What is expected: A verbatim copy of the listing is what is needed, minus any pictures.
== Segment start ==
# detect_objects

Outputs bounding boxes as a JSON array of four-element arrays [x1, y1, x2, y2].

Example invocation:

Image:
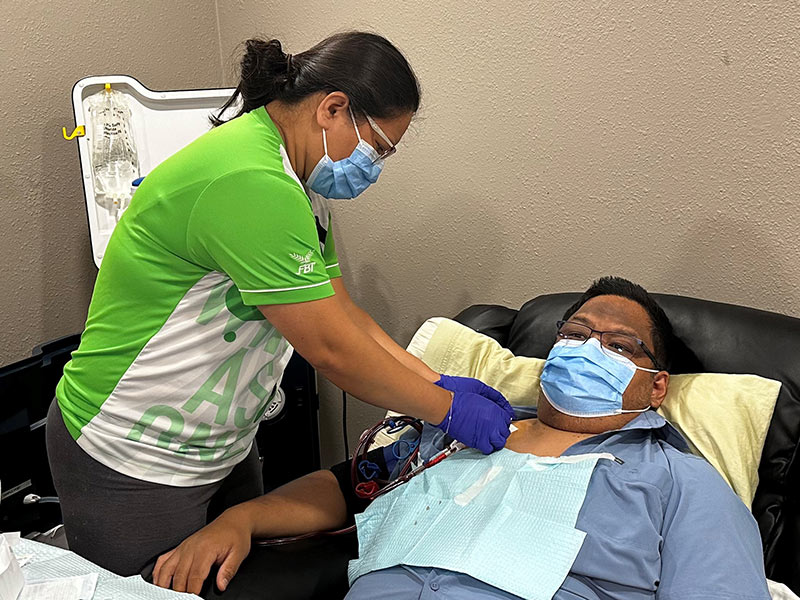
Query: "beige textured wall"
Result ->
[[0, 0, 222, 366], [3, 2, 799, 468], [216, 0, 800, 466]]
== Segment end ==
Response for this exercise:
# detect_objects

Outputs bounding boxes as a JSON array of four-element arrays [x1, y1, x2, y2].

Example invocation:

Image:
Query: "beige textured wall"
Result ->
[[0, 0, 222, 366], [3, 2, 799, 468], [216, 0, 800, 466]]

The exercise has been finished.